Provided passage
○ ○ ○ ○ ○ ○ ○
Studio album by Martina McBride
- Released: September 26, 1995
- Recorded: 1995
- Studio: The Money Pit (Nashville, Tennessee)
- Genre: Country
- Length: 38:06
- Label: RCA Nashville
- Producers: Paul Worley; Ed Seay; Martina McBride;

Martina McBride chronology
| The Way That I Am (1993) | Wild Angels (1995) | Evolution (1997) |

Singles from Wild Angels
- "Safe in the Arms of Love" Released: July 17, 1995; "Wild Angels" Released: November 20, 1995; "Phones Are Ringin' All Over Town" Released: April 6, 1996; "Swingin' Doors" Released: August 26, 1996; "Cry on the Shoulder of the Road" Released: January 25, 1997;

= Wild Angels (album) =

Wild Angels is the third studio album by the American country music artist Martina McBride. The album produced the singles "Safe in the Arms of Love", the title track, "Swingin' Doors", "Phones Are Ringin' All Over Town" and "Cry on the Shoulder of the Road". The title track was McBride's first number one hit on the US Billboard Hot Country Songs charts. The album was certified Platinum by the RIAA.
○ ○ ○ ○ ○ ○ ○
Dataset extract
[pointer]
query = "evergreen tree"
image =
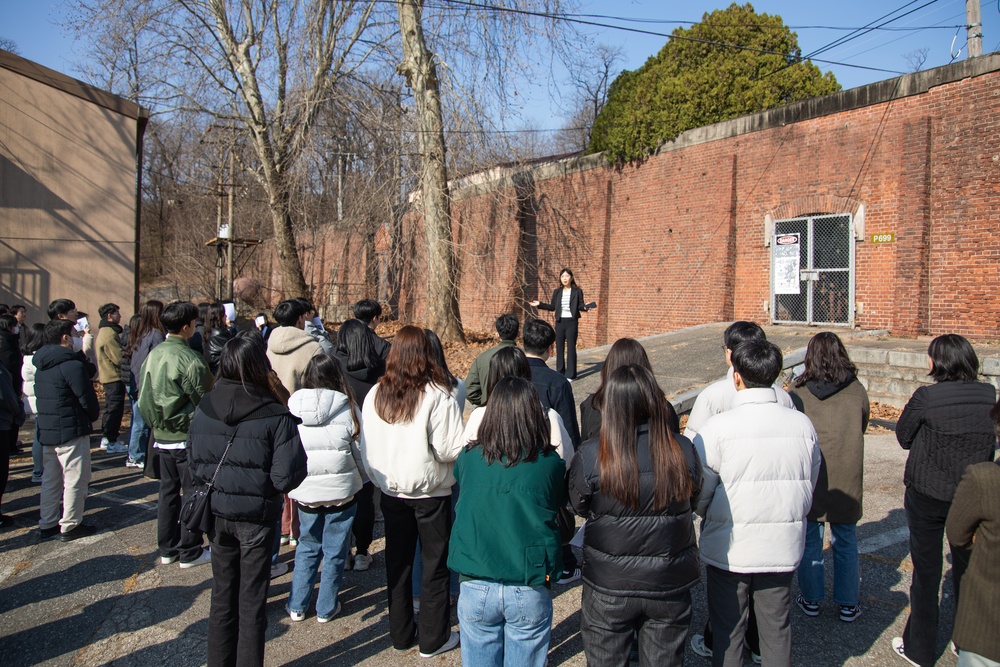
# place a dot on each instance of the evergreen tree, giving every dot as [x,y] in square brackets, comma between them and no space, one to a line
○ ○ ○ ○ ○ ○ ○
Short problem 1
List every single released from Wild Angels, as named in the album entry.
Short problem 2
Answer these questions from the album entry:
(a) At which studio was the album recorded?
(b) What certification did the RIAA give the album?
(c) Which McBride album follows Wild Angels in the chronology?
Short problem 3
Rewrite the album entry starting with "Wild Angels is" and going on through "by the RIAA.", substituting "Gold" for "Platinum".

Answer 1
"Safe in the Arms of Love"
"Wild Angels"
"Phones Are Ringin' All Over Town"
"Swingin' Doors"
"Cry on the Shoulder of the Road"

Answer 2
(a) The Money Pit (Nashville, Tennessee)
(b) Platinum
(c) Evolution (1997)

Answer 3
Wild Angels is the third studio album by the American country music artist Martina McBride. The album produced the singles "Safe in the Arms of Love", the title track, "Swingin' Doors", "Phones Are Ringin' All Over Town" and "Cry on the Shoulder of the Road". The title track was McBride's first number one hit on the US Billboard Hot Country Songs charts. The album was certified Gold by the RIAA.